§ Actions to take:
• a. In the Andrea O'Reilly biography, what year did she found Demeter Press?
• b. Recast the paragraph of the Andrea O'Reilly biography that begins "O'Reilly founded the Association" as a bulleted list, keeping its main facts.
• c. Carry on the Andrea O'Reilly biography, picking up after its final sentence.

Andrea O'Reilly Ph.D. (born 1961) is a writer on women's issues and currently a Professor in the School of Women's Studies at York University in Toronto, Ontario, Canada.

Career
O'Reilly founded the Association for Research on Mothering (ARM) at York University in 1998 and ran it until it closed in 2010. Its disbandment led to the inception of a new organization, the Motherhood Initiative for Research and Community Involvement (MIRCI). She is founder and editor-in-chief of the Journal of the Association for Research on Mothering, now the Journal of the Motherhood Initiative for Research and Community Involvement. In 2006, as director of ARM, she founded Demeter Press, the first feminist press on motherhood. As well, she is founder of the feminist mothers group "Mother Outlaws".

§ Entries:
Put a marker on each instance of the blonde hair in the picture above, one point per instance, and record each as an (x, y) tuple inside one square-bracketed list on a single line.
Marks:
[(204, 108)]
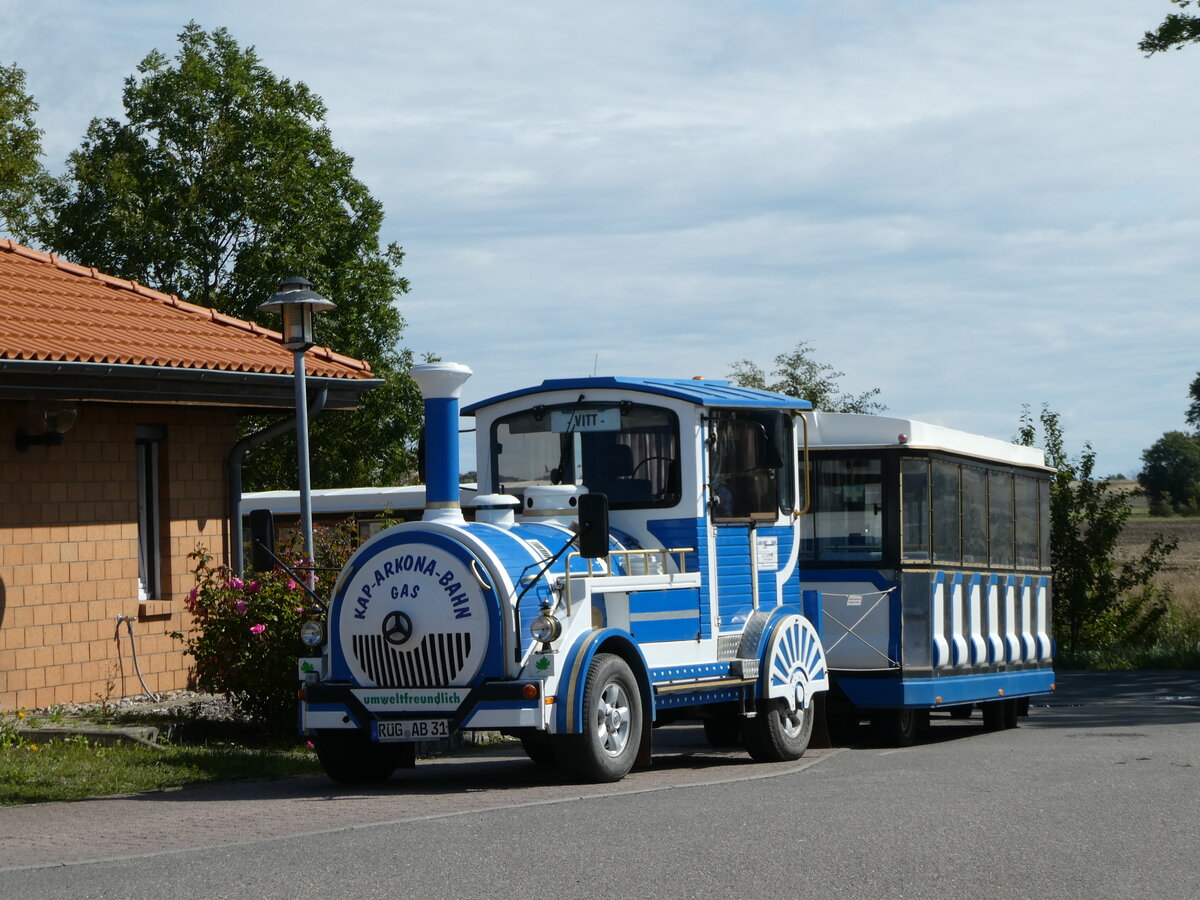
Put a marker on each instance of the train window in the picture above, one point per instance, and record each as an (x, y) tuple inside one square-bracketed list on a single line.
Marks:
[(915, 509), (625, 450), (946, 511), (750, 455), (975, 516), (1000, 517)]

§ Task results:
• a. 2006

• b.
- Founded the Association for Research on Mothering (ARM) at York University in 1998 and ran it until it closed in 2010.
- ARM's disbandment led to a new organization, the Motherhood Initiative for Research and Community Involvement (MIRCI).
- Founder and editor-in-chief of the Journal of the Association for Research on Mothering, now the Journal of the Motherhood Initiative for Research and Community Involvement.
- Founded Demeter Press, the first feminist press on motherhood, in 2006 while director of ARM.
- Founder of the feminist mothers group "Mother Outlaws."

• c.
She is also the author and editor of eighteen books on motherhood.

Selected works
 Redefining Motherhood: Changing Identities and Patterns. (Second Story Press, 1998)
 Toni Morrison and Motherhood: A Politics of the Heart. (SUNY Press, 2004)
 From Motherhood to Mothering: The Legacy of Adrienne Rich's Of Woman Born. (SUNY Press, 2004)
 Motherhood: Power and Oppression (edited by Marie Porter, Patricia Short & Andrea O'Reilly). (Women's Press, 2005)
 Rocking the Cradle: Thoughts on Feminism, Motherhood and the Possibility of Empowered Mothering. (Demeter Press, 2006)
 Encyclopedia of Motherhood, General Editor. (Sage, 2010)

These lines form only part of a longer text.